*LESETEXT:*
▼

Barack Obama wird an diesem Dienstag als 44. Präsident der Vereinigten Staaten vereidigt. Mit welchen Problemen sieht er sich ab sofort konfrontiert?

INNENPOLITIK

Die internationale Finanzkrise hat die Erwartungen an Barack Obama radikal verschoben. Als er vor knapp zwei Jahren, im Februar 2007, seinen Präsidentschaftswahlkampf begann, standen ein Ende des Irakkriegs und die Heimkehr der Soldaten ganz oben auf der Wunschliste. Sein zweitwichtigstes Versprechen war damals die Einführung einer Krankenversicherung für alle. Heute lauten die ersten drei Prioritäten: Jobs, Jobs und nochmals Jobs. Im Laufe des Wahljahrs 2008 sind die Wirtschaftsprobleme in den Mittelpunkt gerückt. Obama erbt von Bush eine Wirtschaft im Niedergang. Die Arbeitslosenrate, die in den Jahren zuvor zwischen vier und fünf Prozent lag, ist im Dezember auf 6,7 Prozent gestiegen. Für 2009 wird mit über acht Prozent gerechnet, für Amerika eine schockierende Zahl.

Die Haupthoffnung der Bürger ist: Obama soll die Talfahrt beenden, Menschen vor Jobverlust und Zwangsversteigerung retten, einen neuen Aufschwung bewirken. Der künftige Präsident dämpft die Erwartungen: Es werde noch schlimmer kommen, ehe es besser werden könne. Allgemein wird damit gerechnet, dass Chrysler, einer der drei großen Autobauer neben GM und Ford, pleitegeht. Die Elektronikkette Circuit City und der Haushaltswarenkonzern Linnen&Things haben Bankrott angemeldet.

Aus Furcht vor einer Abwärtsspirale hat der Kongress noch unter Bush ein 700 Milliarden Dollar teures Rettungspaket geschnürt. Obama bereitet ein weiteres Konjunkturprogramm von 800 Milliarden Dollar vor. Politiker, die vor überzogener Verschuldung warnen und Budgetdisziplin fordern, finden kaum Gehör. Die paradoxe Lage bei Obamas Amtsantritt: Er erbt ein Land in einer schweren Krise, die alle seine Wahlkampfversprechen in den Hintergrund drängt. Aber zugleich steht ihm kampflos all das Geld zur Verfügung, das er für seine Reformprogramme braucht. In normalen Zeiten hätte er die Mittel in mühsamer politischer Kleinarbeit organisieren müssen.

▲

*DATENAUSZUG:*

▼

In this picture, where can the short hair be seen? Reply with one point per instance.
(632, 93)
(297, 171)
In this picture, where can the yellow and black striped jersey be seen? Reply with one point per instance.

▲

*DIE AUFGABE:*
Auf welchen Wert ist die Arbeitslosenrate laut dem Lesetext im Dezember gestiegen? Die Daten braucht man zur Bearbeitung nicht.

*LÖSUNG:*
Auf 6,7 Prozent.